── Records for the task
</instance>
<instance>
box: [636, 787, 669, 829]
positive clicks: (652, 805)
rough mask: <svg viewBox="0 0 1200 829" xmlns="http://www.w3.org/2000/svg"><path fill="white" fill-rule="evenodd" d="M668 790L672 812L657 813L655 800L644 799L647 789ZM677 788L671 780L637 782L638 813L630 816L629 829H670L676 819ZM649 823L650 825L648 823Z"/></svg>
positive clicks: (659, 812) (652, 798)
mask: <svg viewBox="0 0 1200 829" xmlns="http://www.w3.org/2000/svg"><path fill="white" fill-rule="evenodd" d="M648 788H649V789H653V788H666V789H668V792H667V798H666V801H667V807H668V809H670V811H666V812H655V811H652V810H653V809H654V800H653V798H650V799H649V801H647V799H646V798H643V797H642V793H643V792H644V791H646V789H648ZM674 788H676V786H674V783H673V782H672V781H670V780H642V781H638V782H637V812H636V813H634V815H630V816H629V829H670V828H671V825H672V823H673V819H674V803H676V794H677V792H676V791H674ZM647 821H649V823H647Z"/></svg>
────
■ What you need to do: Copy all of the records above line for line, without changing a single character.

■ Task solution:
</instance>
<instance>
box: [636, 787, 669, 829]
positive clicks: (652, 805)
rough mask: <svg viewBox="0 0 1200 829" xmlns="http://www.w3.org/2000/svg"><path fill="white" fill-rule="evenodd" d="M668 790L672 812L657 813L655 800L644 799L647 789ZM677 788L671 780L637 782L638 813L630 816L629 829H670L676 819ZM649 823L650 825L648 823Z"/></svg>
positive clicks: (659, 812) (652, 798)
mask: <svg viewBox="0 0 1200 829" xmlns="http://www.w3.org/2000/svg"><path fill="white" fill-rule="evenodd" d="M648 788H649V789H653V788H666V789H668V792H667V798H666V801H667V807H668V809H670V811H666V812H655V811H652V810H653V809H654V800H653V798H650V799H649V801H647V799H646V798H643V797H642V793H643V792H644V791H646V789H648ZM674 788H676V786H674V783H673V782H672V781H670V780H642V781H638V782H637V812H636V813H634V815H630V816H629V829H670V828H671V825H672V823H673V819H674V803H676V794H677V792H676V791H674ZM647 821H649V823H647Z"/></svg>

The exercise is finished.